------ RECORDS
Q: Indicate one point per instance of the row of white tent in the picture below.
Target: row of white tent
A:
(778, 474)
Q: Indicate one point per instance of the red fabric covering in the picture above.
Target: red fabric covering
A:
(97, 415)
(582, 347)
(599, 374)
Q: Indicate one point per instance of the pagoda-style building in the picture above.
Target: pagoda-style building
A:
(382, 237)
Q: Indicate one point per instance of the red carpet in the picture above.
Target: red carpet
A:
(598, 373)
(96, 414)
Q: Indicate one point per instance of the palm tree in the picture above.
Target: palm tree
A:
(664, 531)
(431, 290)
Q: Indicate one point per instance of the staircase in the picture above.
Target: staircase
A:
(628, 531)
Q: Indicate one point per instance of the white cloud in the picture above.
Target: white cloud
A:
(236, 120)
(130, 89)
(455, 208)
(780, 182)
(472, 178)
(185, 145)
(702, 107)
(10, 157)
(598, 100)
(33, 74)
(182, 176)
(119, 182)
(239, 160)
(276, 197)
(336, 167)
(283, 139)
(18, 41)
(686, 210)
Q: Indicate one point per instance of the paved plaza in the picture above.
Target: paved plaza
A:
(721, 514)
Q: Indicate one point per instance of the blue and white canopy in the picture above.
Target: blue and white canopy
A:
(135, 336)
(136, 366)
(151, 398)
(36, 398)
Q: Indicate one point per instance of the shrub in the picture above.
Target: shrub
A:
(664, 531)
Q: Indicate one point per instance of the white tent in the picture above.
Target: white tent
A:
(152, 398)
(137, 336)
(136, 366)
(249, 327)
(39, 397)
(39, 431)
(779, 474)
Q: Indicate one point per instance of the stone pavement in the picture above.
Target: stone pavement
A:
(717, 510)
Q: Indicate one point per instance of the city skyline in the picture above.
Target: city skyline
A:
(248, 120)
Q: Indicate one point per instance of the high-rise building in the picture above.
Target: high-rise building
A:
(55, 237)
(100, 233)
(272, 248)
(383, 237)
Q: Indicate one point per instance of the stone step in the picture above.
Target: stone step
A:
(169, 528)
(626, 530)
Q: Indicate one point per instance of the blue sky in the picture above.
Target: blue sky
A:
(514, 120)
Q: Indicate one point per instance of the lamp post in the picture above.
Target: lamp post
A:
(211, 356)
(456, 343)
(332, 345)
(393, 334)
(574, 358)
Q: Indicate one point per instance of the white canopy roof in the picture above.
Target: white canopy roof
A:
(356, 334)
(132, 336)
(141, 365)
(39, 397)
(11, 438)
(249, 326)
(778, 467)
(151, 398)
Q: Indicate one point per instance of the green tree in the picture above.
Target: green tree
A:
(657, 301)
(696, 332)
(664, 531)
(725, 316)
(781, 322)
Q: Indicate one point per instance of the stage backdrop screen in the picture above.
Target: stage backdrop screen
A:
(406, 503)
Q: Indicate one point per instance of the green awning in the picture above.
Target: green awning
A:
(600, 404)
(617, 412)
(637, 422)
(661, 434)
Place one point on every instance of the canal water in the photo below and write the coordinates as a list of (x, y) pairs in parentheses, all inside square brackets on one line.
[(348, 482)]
------------
(TASK DESCRIPTION)
From the data above, copy out every line with the string "pavement" in it.

(ANSWER TO THE PROBLEM)
Q: Indicate one point per instance of the stone pavement in the picture above.
Target: stone pavement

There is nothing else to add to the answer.